» Extracted entries:
------------------------------
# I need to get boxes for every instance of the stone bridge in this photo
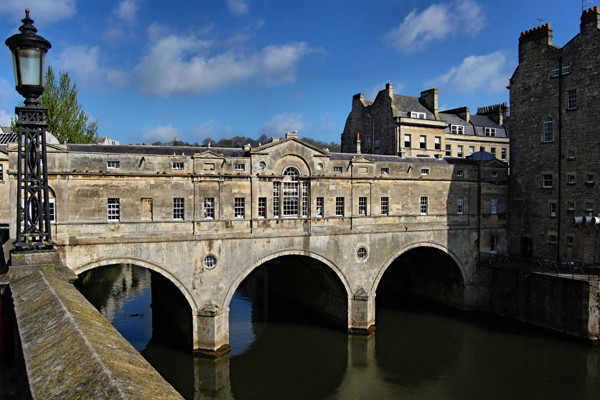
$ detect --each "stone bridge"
[9,135,507,355]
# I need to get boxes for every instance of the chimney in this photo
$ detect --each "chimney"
[580,6,600,35]
[419,88,440,120]
[519,24,554,63]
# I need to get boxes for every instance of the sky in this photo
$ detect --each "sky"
[0,0,597,144]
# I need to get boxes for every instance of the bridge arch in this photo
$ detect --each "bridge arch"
[371,242,466,293]
[223,249,352,308]
[72,257,199,314]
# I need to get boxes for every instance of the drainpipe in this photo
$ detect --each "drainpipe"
[556,56,563,263]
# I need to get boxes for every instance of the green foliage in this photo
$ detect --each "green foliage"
[40,67,98,143]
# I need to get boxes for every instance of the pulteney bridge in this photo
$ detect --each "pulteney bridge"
[9,134,507,355]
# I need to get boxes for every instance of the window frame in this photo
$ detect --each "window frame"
[358,196,367,216]
[173,197,185,221]
[106,197,121,222]
[335,197,344,217]
[419,196,429,215]
[567,89,577,110]
[202,197,215,219]
[233,197,246,219]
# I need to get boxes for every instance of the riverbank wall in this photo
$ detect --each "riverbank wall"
[479,265,600,343]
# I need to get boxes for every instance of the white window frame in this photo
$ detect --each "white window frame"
[542,174,553,189]
[567,89,577,110]
[317,197,325,218]
[258,197,267,219]
[381,196,390,215]
[419,196,429,215]
[173,197,185,220]
[358,196,367,215]
[204,197,215,219]
[106,197,121,222]
[410,111,426,119]
[450,124,465,135]
[335,197,344,217]
[485,126,496,137]
[542,116,554,143]
[233,197,246,219]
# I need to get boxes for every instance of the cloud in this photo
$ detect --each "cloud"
[55,45,128,87]
[227,0,248,15]
[141,124,180,143]
[135,30,312,96]
[425,51,510,93]
[260,113,312,137]
[115,0,138,22]
[0,0,77,25]
[384,0,485,53]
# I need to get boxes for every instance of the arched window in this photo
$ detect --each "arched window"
[542,117,554,143]
[283,167,300,217]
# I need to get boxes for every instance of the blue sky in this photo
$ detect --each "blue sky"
[0,0,596,144]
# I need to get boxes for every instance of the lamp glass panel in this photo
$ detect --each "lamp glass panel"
[17,49,43,86]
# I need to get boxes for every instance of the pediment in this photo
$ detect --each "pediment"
[194,150,225,159]
[351,156,375,164]
[252,137,330,157]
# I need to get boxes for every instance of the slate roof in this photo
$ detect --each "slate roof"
[471,115,508,137]
[67,144,246,157]
[392,94,435,120]
[439,113,475,136]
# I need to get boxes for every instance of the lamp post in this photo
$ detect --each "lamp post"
[5,9,54,250]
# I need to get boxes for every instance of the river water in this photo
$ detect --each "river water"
------------------------------
» Problem requirements: Return the listing above verbatim, line for line, but leave out the picture.

» Exercise result:
# I need to get boxes for every instance of the stone bridge in this photo
$ detect --each "stone bridge"
[9,135,507,355]
# I need to get boxes for every instance of the chimney in this photo
$ detect --each "chimney"
[580,6,600,35]
[419,88,440,120]
[519,24,554,63]
# I need to get boxes for every instance of the sky in this photo
$ detect --each "sky"
[0,0,597,144]
# I need to get boxes for every instance of the bridge arch in this photo
$ detect --each "bridge arch"
[371,242,466,293]
[223,249,352,308]
[72,257,199,314]
# I need to get boxes for every instance of the drainpipe in this photo
$ detect --each "drainpipe"
[556,56,563,263]
# I need to get boxes for every instance of the green foliage in this photo
$ detect --each "green foliage"
[40,67,98,143]
# I need to get boxes for every instance of the pulteney bridge in this photo
$ detect --each "pulteney bridge"
[9,134,507,355]
# I need to get boxes for every instance of the window frame in this photo
$ detect --each "window frame"
[358,196,367,216]
[173,197,185,221]
[106,197,121,222]
[335,197,344,217]
[419,196,429,215]
[567,89,577,110]
[202,197,215,219]
[233,197,246,219]
# I need to get boxes for every instance of the riverbank wall in this photo
$ detect --each "riverbank wall"
[479,265,600,343]
# I need to get boxes for every instance of the white window frame in this photo
$ detect --each "white window frame"
[542,174,553,189]
[567,89,577,110]
[317,197,325,218]
[258,197,267,219]
[381,196,390,215]
[419,196,429,215]
[173,197,185,220]
[358,196,367,215]
[204,197,215,219]
[106,197,121,222]
[410,111,426,119]
[450,124,465,135]
[335,197,344,217]
[485,126,496,137]
[542,116,554,143]
[233,197,246,219]
# I need to get boxes for every instance of the cloud in this photo
$ detect --each "cloud"
[55,45,128,87]
[227,0,248,15]
[141,124,180,143]
[135,30,312,96]
[425,51,510,93]
[260,113,312,137]
[115,0,138,22]
[0,0,77,25]
[384,0,485,53]
# I need to get boxes for every instance of the arched window in this photo
$ detect --each "arched window"
[542,117,554,143]
[283,167,300,217]
# I need to get boxes for every instance of the blue sky in this photo
$ detect --each "blue sky"
[0,0,596,144]
# I need to get boxes for every instance of the lamp glass panel in this photo
$ detect --each "lamp glass panel"
[17,49,43,86]
# I need to get boxes for every instance of the pediment in this photo
$ detect --each "pediment"
[194,150,225,159]
[351,156,375,164]
[252,137,330,157]
# I need to get boxes for every instance of the slate roof in this photo
$ detect --each "slate roof"
[471,115,508,137]
[67,144,246,157]
[392,94,435,120]
[439,113,475,136]
# I need to get boxes for every instance of the lamp post in this photo
$ detect --each "lamp post"
[5,9,54,250]
# I need to get boxes for every instance of the river water in this photo
$ detect --each "river water"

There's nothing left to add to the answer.